◆ What is being asked ◆
Can you rewrite these rows with every "single pin" switched to "single marker" and nothing else changed?
== Data provided ==
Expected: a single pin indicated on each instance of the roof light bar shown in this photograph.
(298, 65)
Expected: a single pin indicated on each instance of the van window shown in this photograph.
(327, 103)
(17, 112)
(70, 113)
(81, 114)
===
◆ Full answer ◆
Expected: a single marker indicated on each instance of the roof light bar shown in this photograph.
(298, 65)
Expected: a single marker indicated on each instance of the van window shown in this photograph.
(327, 103)
(17, 112)
(70, 113)
(81, 114)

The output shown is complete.